Ооскопия. Разгадывали изображения на яйце, по желанию беременных женщин, для узнания, кого родят?
В русской семейной жизни это гадание доселе существует. Беременная женщина вынимает из-под наседки яйцо, разбивает, смотрит, какого пола зародыш, того же должен быть и будущее дитя.
Психомантия – гадание, основанное на призывании теней умерших людей; составляло одно таинство с некромантиею.
Тератоскопия составляла особенный род гаданий из объяснения необыкновенных явлений в природе.
Это гадание вошло с изменениями в русскую символику. Так, животные, родившиеся о трех ногах, животные двуглавые наводили ужас на душу простолюдина и были истребляемы, как порождение нечистой силы.
Тефраномантия – гадание золою, разрешало вопросы жертвоприносителей.
Зола в русском чернокнижии имеет почетное преимущество пред прочими веществами. Чародей всегда имеет при себе золу из семи печей и посыпает ею след человеческий, когда совершает чары. Так, разгневанный поселянин бросает на двор своего соседа горстями золу, с намерением истребить все растущее на его земле.
Энонтромантия совершалась гаданием в зеркале. Фессалийские чародеи заставляли приходящих читать ответы, писанные на зеркале кровию, отражавшиеся на другом теле.
В русских святочных гаданиях энонтромантия осталась в измененном виде.

Данные:
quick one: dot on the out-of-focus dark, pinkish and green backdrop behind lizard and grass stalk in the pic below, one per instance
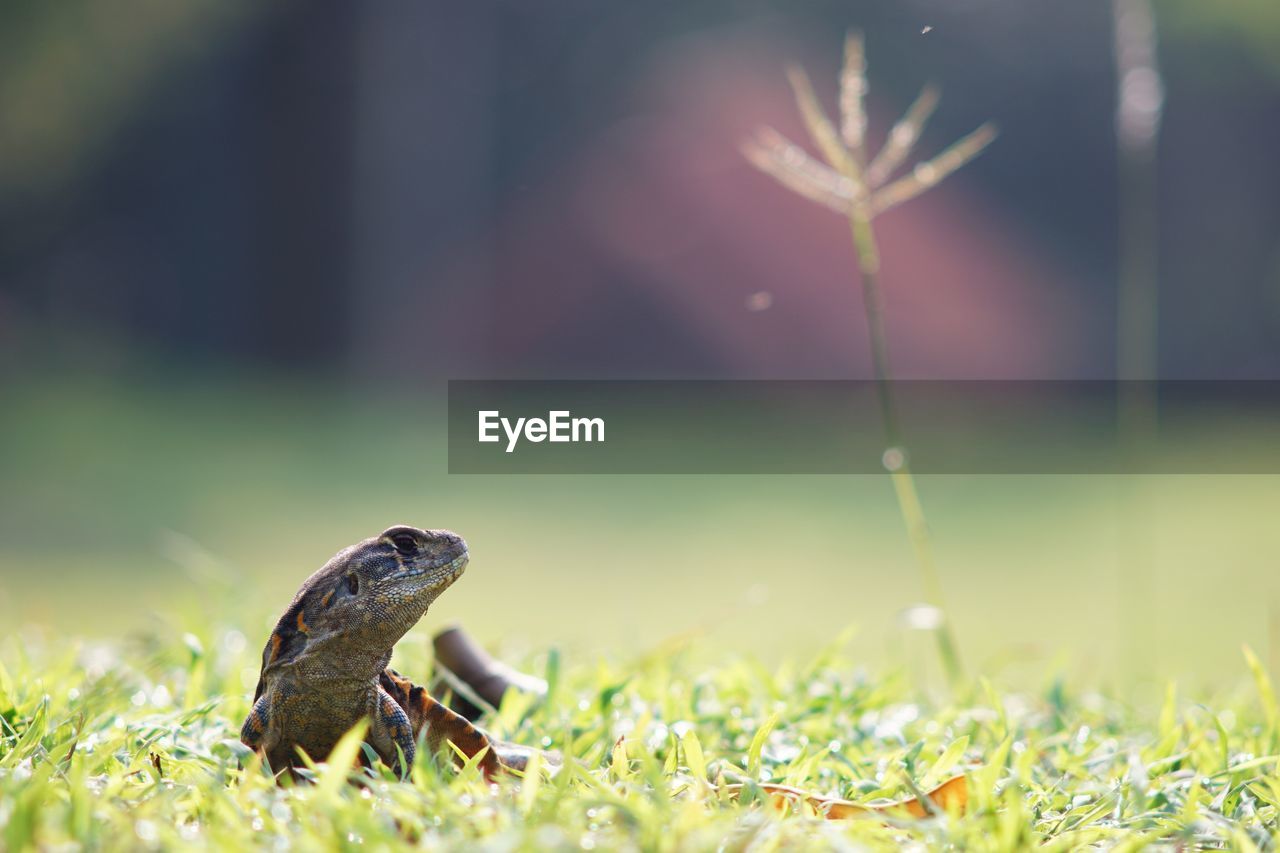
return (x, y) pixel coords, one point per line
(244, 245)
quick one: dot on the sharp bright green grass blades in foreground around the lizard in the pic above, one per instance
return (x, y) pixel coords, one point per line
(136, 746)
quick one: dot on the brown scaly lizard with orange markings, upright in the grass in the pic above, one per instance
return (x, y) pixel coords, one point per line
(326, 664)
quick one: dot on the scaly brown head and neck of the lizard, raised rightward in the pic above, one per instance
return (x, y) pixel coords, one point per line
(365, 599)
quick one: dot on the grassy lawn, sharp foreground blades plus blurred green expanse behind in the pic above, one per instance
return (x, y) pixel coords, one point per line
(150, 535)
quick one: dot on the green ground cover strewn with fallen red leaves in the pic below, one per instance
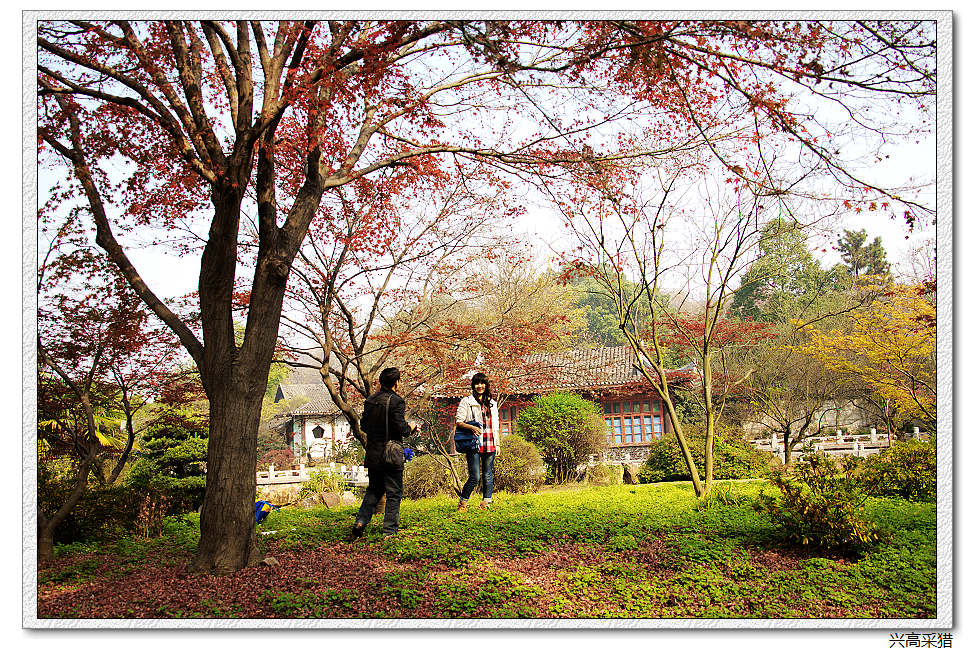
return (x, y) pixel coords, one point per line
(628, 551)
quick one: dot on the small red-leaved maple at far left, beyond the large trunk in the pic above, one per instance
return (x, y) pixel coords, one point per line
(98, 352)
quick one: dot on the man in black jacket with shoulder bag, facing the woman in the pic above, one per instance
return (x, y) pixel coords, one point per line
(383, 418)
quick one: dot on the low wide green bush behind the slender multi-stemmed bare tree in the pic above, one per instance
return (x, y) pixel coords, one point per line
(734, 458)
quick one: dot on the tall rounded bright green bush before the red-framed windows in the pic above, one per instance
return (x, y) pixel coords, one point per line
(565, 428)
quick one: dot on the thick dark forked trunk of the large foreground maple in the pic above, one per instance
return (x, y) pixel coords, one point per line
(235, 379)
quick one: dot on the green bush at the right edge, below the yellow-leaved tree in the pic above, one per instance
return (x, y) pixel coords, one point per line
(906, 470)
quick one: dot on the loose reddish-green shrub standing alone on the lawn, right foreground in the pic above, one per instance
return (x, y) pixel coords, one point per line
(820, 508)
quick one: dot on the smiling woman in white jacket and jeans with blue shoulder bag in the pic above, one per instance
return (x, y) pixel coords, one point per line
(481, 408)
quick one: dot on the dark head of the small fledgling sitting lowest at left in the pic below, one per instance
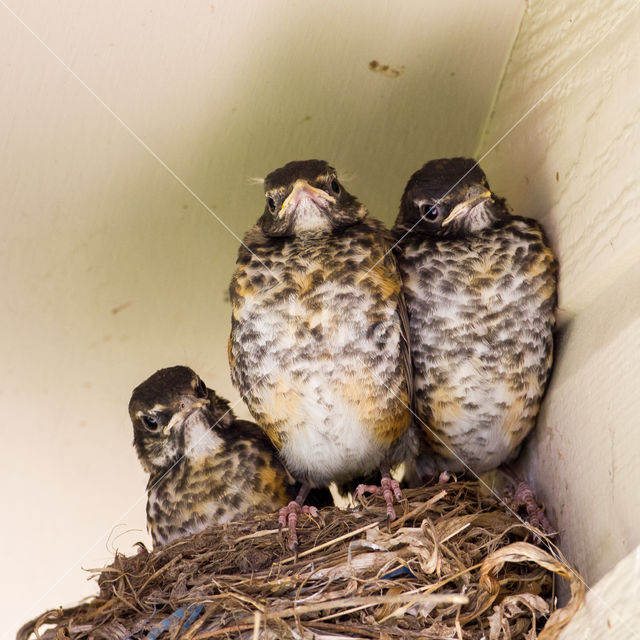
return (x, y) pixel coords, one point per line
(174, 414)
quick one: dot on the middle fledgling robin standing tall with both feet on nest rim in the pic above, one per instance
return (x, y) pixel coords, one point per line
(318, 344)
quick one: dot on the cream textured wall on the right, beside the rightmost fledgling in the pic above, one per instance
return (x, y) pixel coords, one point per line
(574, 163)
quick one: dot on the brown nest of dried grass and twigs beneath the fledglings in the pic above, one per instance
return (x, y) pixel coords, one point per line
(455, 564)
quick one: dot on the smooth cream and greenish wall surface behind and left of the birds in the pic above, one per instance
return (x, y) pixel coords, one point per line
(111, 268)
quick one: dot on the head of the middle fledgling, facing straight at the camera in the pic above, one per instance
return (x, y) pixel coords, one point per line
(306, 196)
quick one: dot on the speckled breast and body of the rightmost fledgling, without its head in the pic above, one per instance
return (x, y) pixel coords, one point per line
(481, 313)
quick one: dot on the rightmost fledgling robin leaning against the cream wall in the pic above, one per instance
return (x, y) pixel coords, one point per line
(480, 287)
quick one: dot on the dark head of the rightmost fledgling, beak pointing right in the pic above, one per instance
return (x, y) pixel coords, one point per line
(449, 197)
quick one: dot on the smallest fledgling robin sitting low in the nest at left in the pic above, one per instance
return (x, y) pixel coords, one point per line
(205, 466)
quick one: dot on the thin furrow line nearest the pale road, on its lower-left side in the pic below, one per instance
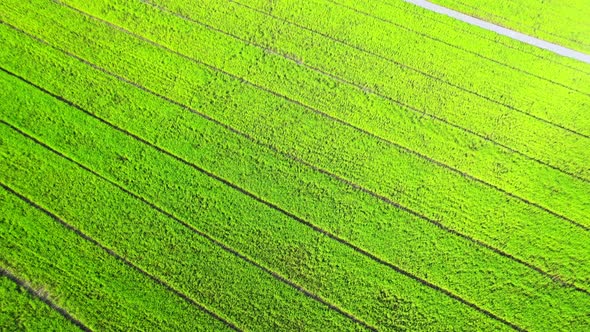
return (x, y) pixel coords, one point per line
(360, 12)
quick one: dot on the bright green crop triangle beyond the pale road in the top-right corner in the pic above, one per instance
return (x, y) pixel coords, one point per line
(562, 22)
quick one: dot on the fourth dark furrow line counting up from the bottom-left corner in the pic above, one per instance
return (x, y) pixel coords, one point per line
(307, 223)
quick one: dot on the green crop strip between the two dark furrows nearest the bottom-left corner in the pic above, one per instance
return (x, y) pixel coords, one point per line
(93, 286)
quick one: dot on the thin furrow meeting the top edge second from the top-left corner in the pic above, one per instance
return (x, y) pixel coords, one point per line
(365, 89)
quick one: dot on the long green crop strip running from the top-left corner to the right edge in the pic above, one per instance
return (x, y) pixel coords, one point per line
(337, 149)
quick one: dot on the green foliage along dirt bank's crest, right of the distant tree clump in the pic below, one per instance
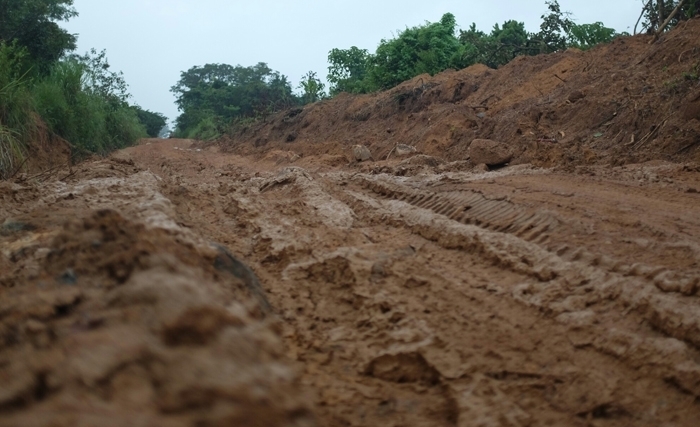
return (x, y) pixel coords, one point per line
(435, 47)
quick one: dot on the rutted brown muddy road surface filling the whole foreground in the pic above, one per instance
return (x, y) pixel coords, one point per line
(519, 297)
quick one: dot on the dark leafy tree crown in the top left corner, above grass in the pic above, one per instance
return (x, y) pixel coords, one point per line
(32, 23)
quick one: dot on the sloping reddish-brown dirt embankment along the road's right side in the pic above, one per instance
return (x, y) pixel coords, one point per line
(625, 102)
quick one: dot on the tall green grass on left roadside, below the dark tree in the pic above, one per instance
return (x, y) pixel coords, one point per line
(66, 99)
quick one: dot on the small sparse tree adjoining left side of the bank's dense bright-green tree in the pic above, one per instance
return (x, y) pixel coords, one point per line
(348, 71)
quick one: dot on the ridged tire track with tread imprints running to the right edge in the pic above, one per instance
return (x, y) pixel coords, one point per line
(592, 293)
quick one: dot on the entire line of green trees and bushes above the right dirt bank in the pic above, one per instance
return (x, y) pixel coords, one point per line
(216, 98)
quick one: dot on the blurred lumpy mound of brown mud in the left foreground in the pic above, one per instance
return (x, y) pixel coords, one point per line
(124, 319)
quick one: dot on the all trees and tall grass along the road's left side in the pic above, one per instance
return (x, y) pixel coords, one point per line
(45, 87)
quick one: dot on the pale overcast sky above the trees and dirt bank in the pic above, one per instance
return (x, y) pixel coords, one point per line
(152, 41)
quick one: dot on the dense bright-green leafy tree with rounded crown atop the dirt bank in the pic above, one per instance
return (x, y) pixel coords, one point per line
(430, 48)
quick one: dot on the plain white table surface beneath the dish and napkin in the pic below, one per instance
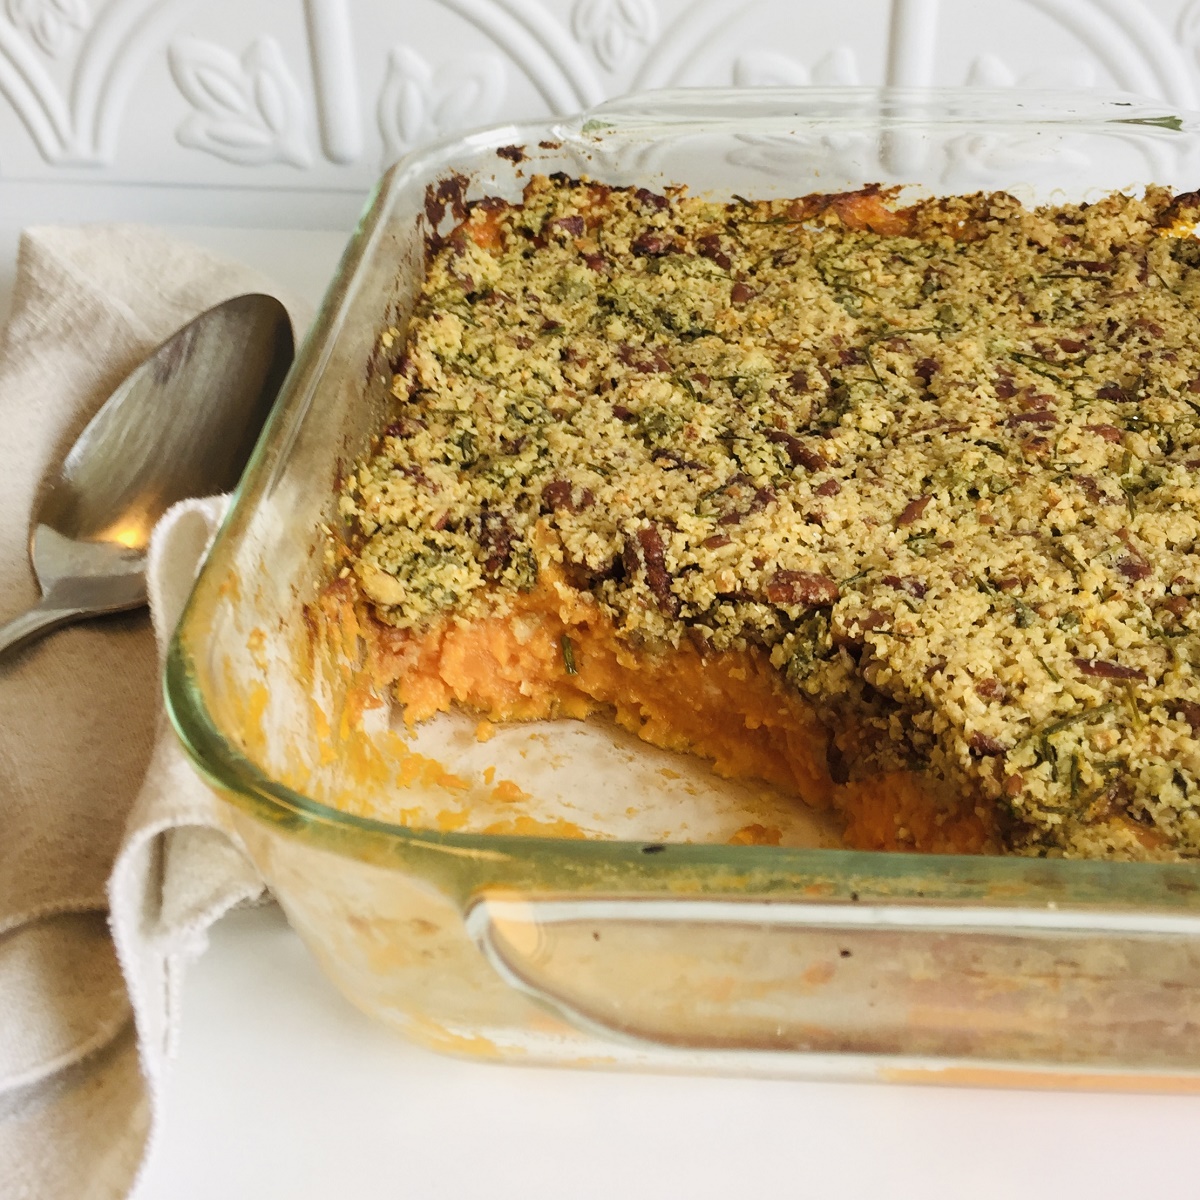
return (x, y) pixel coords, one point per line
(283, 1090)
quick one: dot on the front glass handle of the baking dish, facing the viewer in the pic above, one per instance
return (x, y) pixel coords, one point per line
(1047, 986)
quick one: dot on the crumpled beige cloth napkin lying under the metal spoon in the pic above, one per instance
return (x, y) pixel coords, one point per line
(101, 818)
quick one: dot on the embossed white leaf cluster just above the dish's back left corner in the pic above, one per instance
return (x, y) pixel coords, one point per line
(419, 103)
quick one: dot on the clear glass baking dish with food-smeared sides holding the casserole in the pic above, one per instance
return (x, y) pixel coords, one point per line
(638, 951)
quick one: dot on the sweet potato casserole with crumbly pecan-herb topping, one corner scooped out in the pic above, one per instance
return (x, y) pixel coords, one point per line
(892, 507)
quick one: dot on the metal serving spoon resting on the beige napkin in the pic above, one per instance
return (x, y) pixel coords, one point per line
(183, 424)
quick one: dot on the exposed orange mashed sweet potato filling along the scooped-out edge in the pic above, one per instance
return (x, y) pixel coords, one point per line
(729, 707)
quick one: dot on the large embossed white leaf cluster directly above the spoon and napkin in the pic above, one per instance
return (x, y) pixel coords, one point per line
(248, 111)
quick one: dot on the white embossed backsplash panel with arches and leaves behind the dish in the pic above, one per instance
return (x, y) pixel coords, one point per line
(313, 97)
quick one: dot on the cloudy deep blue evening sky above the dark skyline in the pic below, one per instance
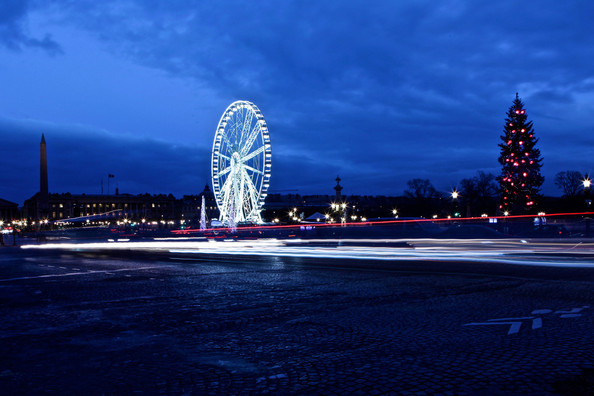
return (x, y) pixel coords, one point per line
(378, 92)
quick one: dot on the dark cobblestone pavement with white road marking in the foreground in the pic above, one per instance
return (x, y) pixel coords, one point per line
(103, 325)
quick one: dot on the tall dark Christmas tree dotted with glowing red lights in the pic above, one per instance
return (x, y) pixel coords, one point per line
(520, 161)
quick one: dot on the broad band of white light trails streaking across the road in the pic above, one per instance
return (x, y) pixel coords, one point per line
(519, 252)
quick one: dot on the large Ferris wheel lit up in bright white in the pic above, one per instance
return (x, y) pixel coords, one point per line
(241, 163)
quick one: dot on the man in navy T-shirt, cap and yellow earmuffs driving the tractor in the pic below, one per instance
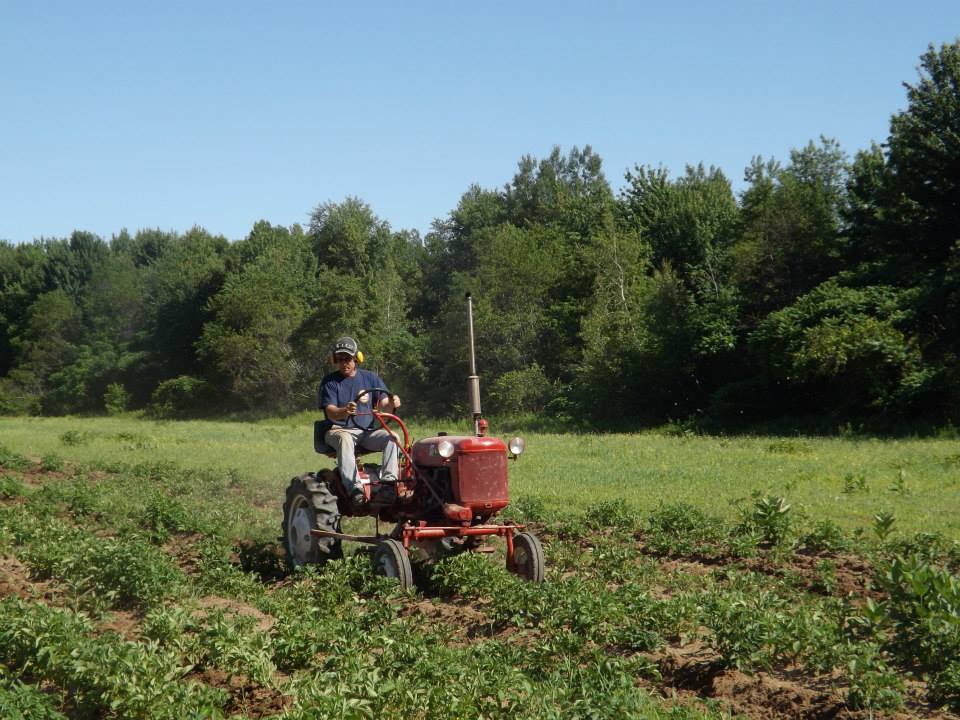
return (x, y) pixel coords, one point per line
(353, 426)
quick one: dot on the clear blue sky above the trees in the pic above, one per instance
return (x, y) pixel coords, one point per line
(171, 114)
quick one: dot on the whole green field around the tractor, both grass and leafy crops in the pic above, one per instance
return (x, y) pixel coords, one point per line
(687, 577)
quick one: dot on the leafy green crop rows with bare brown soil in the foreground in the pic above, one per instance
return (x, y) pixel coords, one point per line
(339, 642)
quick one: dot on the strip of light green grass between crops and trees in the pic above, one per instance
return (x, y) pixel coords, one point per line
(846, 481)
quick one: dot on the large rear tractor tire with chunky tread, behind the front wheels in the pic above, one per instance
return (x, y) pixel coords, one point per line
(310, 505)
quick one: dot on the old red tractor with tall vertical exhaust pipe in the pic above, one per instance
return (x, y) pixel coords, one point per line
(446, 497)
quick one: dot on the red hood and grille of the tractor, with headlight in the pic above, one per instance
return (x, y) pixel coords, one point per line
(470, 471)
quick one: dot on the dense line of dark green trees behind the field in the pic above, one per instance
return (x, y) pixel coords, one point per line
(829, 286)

Что нужно сделать:
1. Перескажите короче абзац отрывка, который начинается словами «Зола в русском чернокнижии», и сохраните все его основные факты.
2. Выпишите из отрывка без изменений всё от слов «Энонтромантия совершалась гаданием» вплоть до слов «в измененном виде.».
Записи служат самостоятельным материалом и с отрывком не связаны.

Ответы к упражнениям:
1. В русском чернокнижии зола ценится выше прочих веществ. Чародей всегда носит с собой золу из семи печей и, совершая чары, посыпает ею человеческий след. Разгневанный поселянин бросает золу горстями во двор соседа, чтобы погубить всё, что растёт на его земле.

2.
Энонтромантия совершалась гаданием в зеркале. Фессалийские чародеи заставляли приходящих читать ответы, писанные на зеркале кровию, отражавшиеся на другом теле.
В русских святочных гаданиях энонтромантия осталась в измененном виде.